- Delivering the next step towards long-term global sustainability targets
- Investment of approximately $150 million in the Alloa site over the next two years
PERRYSBURG, OH (July 2, 2024): O-I Glass, Inc. (“O-I Glass” or “O-I”) plans a major transformation of its Alloa, UK manufacturing plant into an even more technologically advanced facility with an expected significant reduction in CO2 emissions.
Over the next two years, the company plans to invest approximately $150 million in a series of upgrades to the site. The transformation includes a rebuild of one of its existing furnaces, featuring state-of-the art technology and improved sustainability performance through several planned measures including gas-oxy combustion and increased levels of renewable energy and recycled glass.
In addition, O-I has begun to build an all-new furnace featuring the same technological advancements. This furnace will increase long-term flexibility to serve the company’s customers, support their growth plans in the Spirits segment, and strengthen their own sustainability efforts.

..........

- [REQUIRED TASK 1]:
Retype the Alloa plant announcement from "In addition, O-I" up to and including "own sustainability efforts.".
- [REQUIRED TASK 2]:
Decide whether each statement agrees with the Alloa plant announcement, answering yes or no and quoting the words that settle it: (a) The company plans to spend about $150 million at the site over the next two years. (b) The transformation includes rebuilding two of the plant's existing furnaces. (c) The new furnace is meant to support customers' growth plans in the Spirits segment.
- [REQUIRED TASK 3]:
Please carry on the Alloa plant announcement from the point where it stops.

- [DATA SHOWN]:
..........

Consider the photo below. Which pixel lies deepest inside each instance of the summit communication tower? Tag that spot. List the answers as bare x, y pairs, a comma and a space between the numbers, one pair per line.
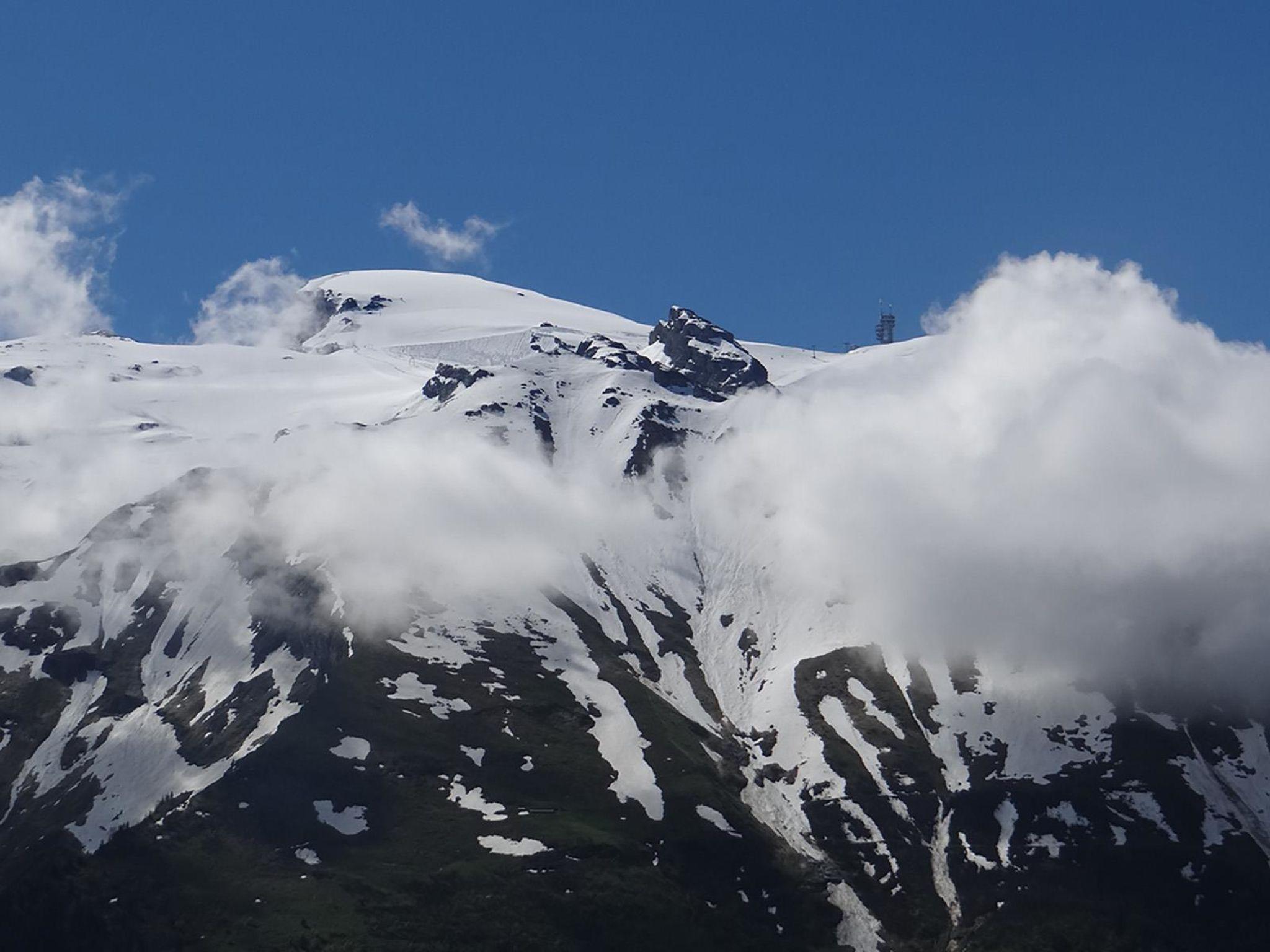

..........

- [EXERCISE RESPONSE 1]:
In addition, O-I has begun to build an all-new furnace featuring the same technological advancements. This furnace will increase long-term flexibility to serve the company’s customers, support their growth plans in the Spirits segment, and strengthen their own sustainability efforts.

- [EXERCISE RESPONSE 2]:
(a) Yes: "Over the next two years, the company plans to invest approximately $150 million in a series of upgrades to the site."
(b) No: "The transformation includes a rebuild of one of its existing furnaces"
(c) Yes: "support their growth plans in the Spirits segment"

- [EXERCISE RESPONSE 3]:
These investments are consistent with O-I’s recently updated sustainability roadmap, which is aligned with the company’s previously announced capital spending plan, as well as with expected market demand. The company expects both furnaces to come online in 2025 when these measures will gradually and significantly reduce the plant’s emissions and provide another building block of the company’s strategy to reduce CO2 emissions 25% by 2030.
“Our vision is to be the most innovative, sustainable, and chosen supplier of brand-building packaging solutions. We create sustainable, innovative, brand-building glass packaging for brands around the world,” said Randy Burns, Chief Sustainability and Corporate Affairs Officer for O-I Glass. “The Alloa plant transformation marks the next step in delivering our overall sustainability strategy.”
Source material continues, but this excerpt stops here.